● Stated goal: Give back the listing below word for word, every line unchanged and in the same order.

++++ Exercise input ++++

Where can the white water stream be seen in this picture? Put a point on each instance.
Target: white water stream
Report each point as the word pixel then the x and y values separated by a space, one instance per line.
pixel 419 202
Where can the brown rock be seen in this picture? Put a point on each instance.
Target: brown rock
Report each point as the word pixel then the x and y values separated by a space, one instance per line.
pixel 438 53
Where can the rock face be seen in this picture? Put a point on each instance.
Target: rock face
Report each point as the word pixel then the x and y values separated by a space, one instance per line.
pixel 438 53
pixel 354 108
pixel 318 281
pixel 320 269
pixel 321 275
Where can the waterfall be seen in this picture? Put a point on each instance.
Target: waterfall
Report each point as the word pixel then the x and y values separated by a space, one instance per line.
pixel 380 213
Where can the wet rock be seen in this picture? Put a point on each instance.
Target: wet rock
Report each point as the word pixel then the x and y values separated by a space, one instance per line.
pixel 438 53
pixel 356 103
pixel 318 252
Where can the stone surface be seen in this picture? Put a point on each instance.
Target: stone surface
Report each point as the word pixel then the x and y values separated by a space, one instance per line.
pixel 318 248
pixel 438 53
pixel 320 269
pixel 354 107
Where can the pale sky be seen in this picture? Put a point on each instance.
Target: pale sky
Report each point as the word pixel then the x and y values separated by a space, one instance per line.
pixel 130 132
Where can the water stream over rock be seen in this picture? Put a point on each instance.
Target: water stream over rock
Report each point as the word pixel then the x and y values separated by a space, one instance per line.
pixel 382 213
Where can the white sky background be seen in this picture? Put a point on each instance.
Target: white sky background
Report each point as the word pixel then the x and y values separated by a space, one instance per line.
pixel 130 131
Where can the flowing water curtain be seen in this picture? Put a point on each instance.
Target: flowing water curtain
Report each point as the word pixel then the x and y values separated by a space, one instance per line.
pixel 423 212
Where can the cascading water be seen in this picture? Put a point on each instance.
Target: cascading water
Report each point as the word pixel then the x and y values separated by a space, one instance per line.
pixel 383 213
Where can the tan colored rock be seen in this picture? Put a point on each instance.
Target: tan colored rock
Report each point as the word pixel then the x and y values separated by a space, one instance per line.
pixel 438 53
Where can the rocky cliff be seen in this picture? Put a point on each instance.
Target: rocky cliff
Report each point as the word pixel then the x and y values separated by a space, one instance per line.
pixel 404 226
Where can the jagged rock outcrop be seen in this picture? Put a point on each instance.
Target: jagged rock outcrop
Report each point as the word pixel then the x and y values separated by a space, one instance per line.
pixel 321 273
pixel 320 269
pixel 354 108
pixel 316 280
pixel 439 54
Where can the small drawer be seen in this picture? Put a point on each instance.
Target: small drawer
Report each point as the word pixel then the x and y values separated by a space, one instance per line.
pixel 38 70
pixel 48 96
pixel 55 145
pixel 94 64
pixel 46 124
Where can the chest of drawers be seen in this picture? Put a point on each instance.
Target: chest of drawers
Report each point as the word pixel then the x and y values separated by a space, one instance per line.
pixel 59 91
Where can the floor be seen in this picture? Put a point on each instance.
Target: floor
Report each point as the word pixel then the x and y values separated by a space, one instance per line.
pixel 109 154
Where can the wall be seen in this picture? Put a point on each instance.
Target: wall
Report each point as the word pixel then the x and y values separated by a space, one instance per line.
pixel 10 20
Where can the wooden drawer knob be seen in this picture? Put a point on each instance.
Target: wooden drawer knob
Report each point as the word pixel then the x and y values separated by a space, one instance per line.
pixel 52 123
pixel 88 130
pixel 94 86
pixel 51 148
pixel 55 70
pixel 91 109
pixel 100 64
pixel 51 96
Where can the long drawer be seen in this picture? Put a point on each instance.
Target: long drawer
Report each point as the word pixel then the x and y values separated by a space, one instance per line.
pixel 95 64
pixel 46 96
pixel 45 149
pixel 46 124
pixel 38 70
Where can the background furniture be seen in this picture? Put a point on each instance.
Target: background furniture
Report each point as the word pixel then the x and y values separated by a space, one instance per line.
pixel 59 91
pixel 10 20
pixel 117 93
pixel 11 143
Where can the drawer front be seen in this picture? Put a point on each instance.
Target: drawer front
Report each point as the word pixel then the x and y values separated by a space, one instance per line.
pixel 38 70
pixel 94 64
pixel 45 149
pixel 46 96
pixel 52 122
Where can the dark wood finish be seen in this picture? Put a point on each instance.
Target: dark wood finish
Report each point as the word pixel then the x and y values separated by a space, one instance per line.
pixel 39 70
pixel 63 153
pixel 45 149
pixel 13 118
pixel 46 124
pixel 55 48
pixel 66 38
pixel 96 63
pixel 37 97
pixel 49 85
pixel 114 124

++++

● Answer to this task:
Where can the white water stream be seen in this picture? Put a point on each instance.
Target: white water stream
Report each point as the word pixel then the x and y values separated by a space, one instance per line.
pixel 419 202
Where can the brown rock be seen in this picture? Put a point on each instance.
Target: brown rock
Report each point as the word pixel then the x and y values separated by a space, one instance per line.
pixel 438 53
Where can the rock face be seen in this picture? Put a point on each instance.
Target: rock face
Report each point as the word pixel then the x and y values separated by a space, one instance per line.
pixel 438 53
pixel 354 108
pixel 318 281
pixel 320 269
pixel 321 275
Where can the waterfall be seen in this picture? Put a point on each instance.
Target: waterfall
Report each point as the word pixel then the x and y values separated by a space, one instance per line.
pixel 380 213
Where can the wet rock be seen in this picture? Put a point on each instance.
Target: wet rock
Report each point as the word pixel then the x and y values separated by a space, one instance per line.
pixel 438 53
pixel 356 103
pixel 318 252
Where can the stone surface be seen in this picture? Put a point on each instance.
Target: stone surface
Report each point as the word pixel then the x and y values separated by a space, one instance per line.
pixel 318 248
pixel 438 53
pixel 320 269
pixel 354 107
Where can the pale sky be seen in this picture? Put a point on each instance.
Target: pale sky
Report each point as the word pixel then the x and y values separated by a space, one instance per line.
pixel 130 132
Where can the water stream over rock be seen in this picture? Put a point on each instance.
Target: water stream over rock
Report each point as the word pixel then the x and y values separated by a space, one instance per line.
pixel 382 213
Where can the white sky background be seen in this picture? Put a point on each instance.
Target: white sky background
Report each point as the word pixel then the x and y values separated by a space, one instance per line.
pixel 130 131
Where can the flowing water curtain be seen in this picture? Put a point on each instance.
Target: flowing water curtain
Report each point as the word pixel then the x and y values separated by a space, one instance per line.
pixel 423 212
Where can the cascading water be seen in this picture? Put a point on each instance.
Target: cascading water
Report each point as the word pixel then the x and y values separated by a space, one instance per line.
pixel 383 213
Where can the tan colored rock be seen in this picture? Put a point on each instance.
Target: tan colored rock
Report each point as the word pixel then the x and y values separated by a space, one instance per line.
pixel 438 53
Where can the rocky cliff be seen in this picture? Put a point on each instance.
Target: rocky cliff
Report each point as the word pixel then the x and y values separated by a space, one instance per line.
pixel 404 226
Where can the jagged rock outcrop be seen in this picture? Put a point on each instance.
Target: jagged rock outcrop
Report each point as the word pixel then the x and y values separated by a space, one instance per line.
pixel 321 273
pixel 320 269
pixel 354 108
pixel 316 280
pixel 439 54
Where can the small drawer be seen in this picture? Put a point on each instance.
Target: small drawer
Report each point as the word pixel then the x and y values separated by a space, one instance per line.
pixel 38 70
pixel 48 96
pixel 55 145
pixel 94 64
pixel 46 124
Where can the chest of drawers be seen in this picture? Put a point on each instance.
Target: chest of drawers
Report each point as the word pixel then the x and y values separated by a space, one instance per line.
pixel 59 91
Where can the floor be seen in this picture? Put a point on each instance.
Target: floor
Report each point as the word pixel then the x and y values separated by a space, one instance per line.
pixel 109 154
Where can the wall be seen in this picture? Put a point on each instance.
Target: wall
Report each point as the word pixel then the x and y values separated by a space, one instance per line.
pixel 10 20
Where can the wooden drawer knob be seen in this picture? Put a point on each instance.
Target: wooden drawer knob
Report each point as the word pixel then the x and y values separated by a space, one instance per line.
pixel 52 123
pixel 88 130
pixel 94 86
pixel 51 148
pixel 55 70
pixel 91 109
pixel 100 64
pixel 51 96
Where can the long drawer be seen in this picture? Put a point on each instance.
Target: long drawer
Report each point as the word pixel then the x and y values separated by a space, one instance per line.
pixel 95 64
pixel 46 96
pixel 45 149
pixel 46 124
pixel 38 70
Where can the background furniture be seen in this picture? Put a point on each instance.
Target: background furniture
Report each point as the word pixel then the x and y values separated by a space, one instance per line.
pixel 59 91
pixel 10 20
pixel 117 93
pixel 11 143
Where can the drawer front be seen in this picture? Put a point on each instance.
Target: drawer front
Report each point as the word pixel then the x and y values separated by a space, one instance per line.
pixel 38 70
pixel 94 64
pixel 45 149
pixel 46 96
pixel 52 122
Where can the dark wood finish be seen in this picture? Put a point on each instance.
Target: dark wood finish
Report each point as the word pixel then the x and y values separated by a space, one instance per line.
pixel 39 70
pixel 63 153
pixel 45 149
pixel 13 118
pixel 46 124
pixel 55 48
pixel 66 38
pixel 96 63
pixel 37 97
pixel 49 85
pixel 114 124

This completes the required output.